## [GIVEN TASK]
Copy out the records below exactly, from the line containing "shoulder in the photograph above." through the end of the records, and leave the pictures out.

## [DATA TO USE]
+ + + + + + +
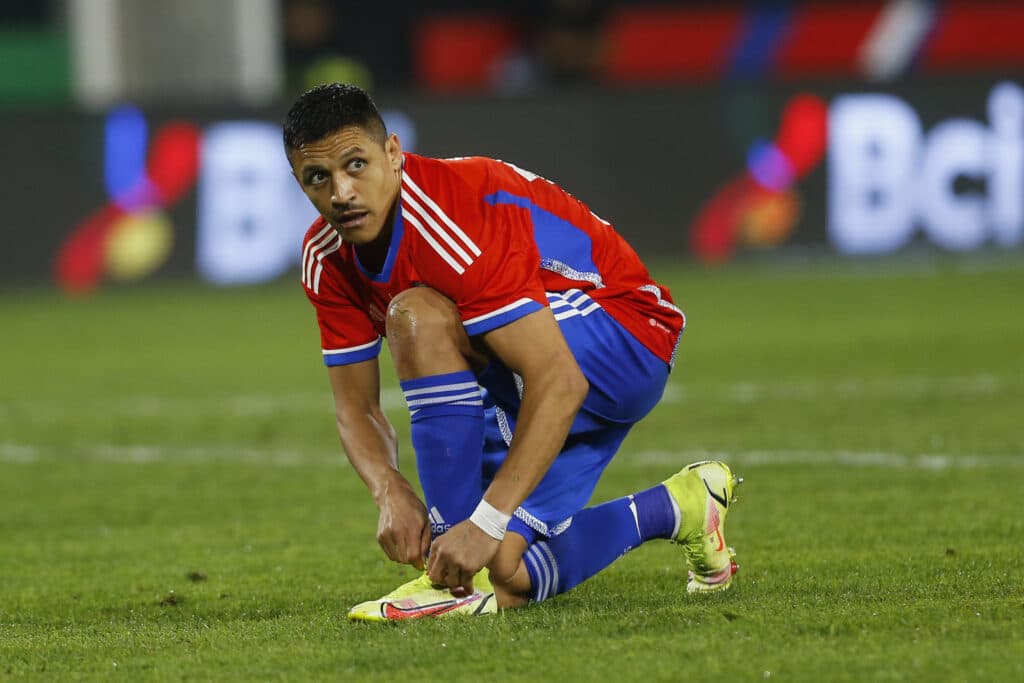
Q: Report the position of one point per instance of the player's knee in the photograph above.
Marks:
(421, 311)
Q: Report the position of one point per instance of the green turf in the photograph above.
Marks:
(174, 505)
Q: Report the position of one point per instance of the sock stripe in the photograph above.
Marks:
(542, 590)
(461, 386)
(554, 567)
(434, 400)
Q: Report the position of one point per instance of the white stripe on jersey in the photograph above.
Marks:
(498, 311)
(320, 263)
(307, 265)
(570, 303)
(653, 289)
(433, 243)
(412, 206)
(310, 245)
(440, 214)
(349, 349)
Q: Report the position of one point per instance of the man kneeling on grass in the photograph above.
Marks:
(528, 338)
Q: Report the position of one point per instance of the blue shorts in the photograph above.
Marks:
(626, 379)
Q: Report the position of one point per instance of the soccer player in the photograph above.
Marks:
(528, 339)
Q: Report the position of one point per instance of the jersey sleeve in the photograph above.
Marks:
(481, 256)
(347, 334)
(503, 284)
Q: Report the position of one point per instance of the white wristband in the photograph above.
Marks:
(491, 520)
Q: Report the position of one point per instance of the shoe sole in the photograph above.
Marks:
(728, 487)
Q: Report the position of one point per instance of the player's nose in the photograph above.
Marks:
(343, 189)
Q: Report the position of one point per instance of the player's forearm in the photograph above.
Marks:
(550, 403)
(372, 447)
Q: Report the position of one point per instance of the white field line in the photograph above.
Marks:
(924, 461)
(257, 406)
(845, 389)
(148, 454)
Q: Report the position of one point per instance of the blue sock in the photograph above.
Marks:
(446, 431)
(598, 537)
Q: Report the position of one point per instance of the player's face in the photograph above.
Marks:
(352, 179)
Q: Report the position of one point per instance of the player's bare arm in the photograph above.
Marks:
(370, 442)
(553, 391)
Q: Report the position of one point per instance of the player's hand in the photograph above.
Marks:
(402, 527)
(458, 554)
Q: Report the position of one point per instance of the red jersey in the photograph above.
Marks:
(498, 241)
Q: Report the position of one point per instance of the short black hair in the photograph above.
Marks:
(326, 109)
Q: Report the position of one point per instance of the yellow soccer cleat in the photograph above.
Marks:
(421, 599)
(704, 492)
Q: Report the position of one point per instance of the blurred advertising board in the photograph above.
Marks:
(697, 172)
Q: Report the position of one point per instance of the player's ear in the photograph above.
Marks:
(392, 146)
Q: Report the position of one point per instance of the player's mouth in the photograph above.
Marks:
(351, 220)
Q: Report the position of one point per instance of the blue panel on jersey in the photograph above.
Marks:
(560, 243)
(398, 228)
(346, 356)
(502, 316)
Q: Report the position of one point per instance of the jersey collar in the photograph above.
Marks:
(392, 251)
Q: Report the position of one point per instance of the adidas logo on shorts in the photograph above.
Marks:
(437, 523)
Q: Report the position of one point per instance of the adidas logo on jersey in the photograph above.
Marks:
(437, 523)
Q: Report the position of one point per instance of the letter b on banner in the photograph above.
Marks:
(873, 142)
(252, 214)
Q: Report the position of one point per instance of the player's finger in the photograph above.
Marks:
(425, 542)
(419, 560)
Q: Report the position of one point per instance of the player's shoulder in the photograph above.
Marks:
(317, 231)
(481, 174)
(430, 170)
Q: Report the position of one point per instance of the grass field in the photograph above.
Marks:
(174, 505)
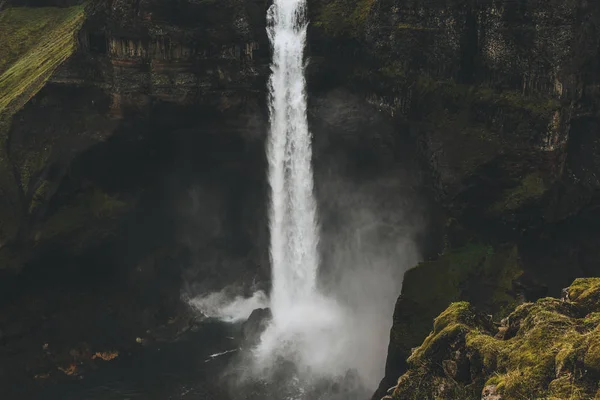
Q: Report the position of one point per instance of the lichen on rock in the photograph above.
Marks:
(547, 349)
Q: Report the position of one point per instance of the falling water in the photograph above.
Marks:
(293, 219)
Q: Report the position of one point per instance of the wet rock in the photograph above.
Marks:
(490, 393)
(254, 326)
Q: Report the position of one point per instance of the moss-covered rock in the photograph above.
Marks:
(480, 273)
(35, 42)
(343, 17)
(548, 349)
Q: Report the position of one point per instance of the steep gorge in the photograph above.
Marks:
(499, 97)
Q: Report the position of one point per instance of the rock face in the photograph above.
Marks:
(547, 348)
(161, 107)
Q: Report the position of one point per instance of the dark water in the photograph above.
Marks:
(182, 369)
(187, 368)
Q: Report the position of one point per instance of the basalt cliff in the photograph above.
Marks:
(121, 119)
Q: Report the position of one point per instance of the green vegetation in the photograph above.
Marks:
(35, 41)
(470, 94)
(91, 205)
(544, 350)
(343, 17)
(431, 286)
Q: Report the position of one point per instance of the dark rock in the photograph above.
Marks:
(254, 326)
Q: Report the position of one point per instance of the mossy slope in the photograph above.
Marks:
(549, 349)
(35, 42)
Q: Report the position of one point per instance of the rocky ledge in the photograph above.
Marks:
(547, 349)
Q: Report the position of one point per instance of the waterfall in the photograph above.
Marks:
(293, 214)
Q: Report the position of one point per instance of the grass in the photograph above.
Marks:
(35, 41)
(553, 351)
(530, 188)
(344, 17)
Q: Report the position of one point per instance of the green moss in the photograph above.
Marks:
(469, 94)
(35, 42)
(343, 17)
(431, 286)
(412, 27)
(586, 293)
(529, 189)
(451, 326)
(553, 353)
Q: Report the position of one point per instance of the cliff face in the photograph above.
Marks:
+ + + + + + +
## [EXERCISE ANSWER]
Q: Report the position of one point per instance of the player's shoulder in the photograph above.
Marks:
(317, 231)
(481, 174)
(430, 170)
Q: Report the position of one point per instance of the grass field in the photograph above.
Marks:
(174, 505)
Q: Report the position of one point per instance of the lichen on rock in the photograph above.
Marks:
(547, 349)
Q: Report the position of one point per instance of the falling water in the photograph above.
Marks:
(293, 219)
Q: Report the position of one point per instance of the wet rock in the photograph above.
Marks:
(490, 393)
(254, 326)
Q: Report the position of one point per instance of the moss-covered rock in the photograph above.
Marks:
(480, 273)
(35, 42)
(343, 17)
(548, 349)
Q: Report the position of one point per instance of the steep gorge in the photograph above.
Marks:
(499, 97)
Q: Report the position of one point per instance of the rock face in the photograph above.
Marks:
(547, 348)
(161, 107)
Q: Report the position of one point per instance of the dark water in the photograph above.
Marks:
(182, 369)
(187, 368)
Q: Report the position of one point per instance of the basalt cliff in the photograph above.
Marks:
(121, 119)
Q: Report the position of one point per instance of the green vegetation in the photograph above.
Marks:
(35, 41)
(470, 94)
(91, 205)
(544, 350)
(343, 17)
(431, 286)
Q: Report the position of one point per instance of the dark rock in the photograph above.
Marks:
(254, 326)
Q: Report the position of one point per instance of the mossy slope in the photograph above.
Marks:
(549, 349)
(35, 42)
Q: Report the position of one point per instance of the rocky ledge in the photograph above.
Marks:
(547, 349)
Q: Report the position of one point per instance of the waterfall in the photograph above.
Marks:
(293, 214)
Q: Report the position of one point per instance of the grass in the photograph above.
Marks:
(35, 41)
(553, 351)
(530, 188)
(344, 17)
Q: Report the position of one point per instance of the green moss in the photograph above.
Marks:
(469, 94)
(35, 42)
(343, 17)
(431, 286)
(412, 27)
(586, 293)
(529, 189)
(451, 326)
(553, 353)
Q: Report the position of one point per instance of the cliff face in the photograph above.
Marks:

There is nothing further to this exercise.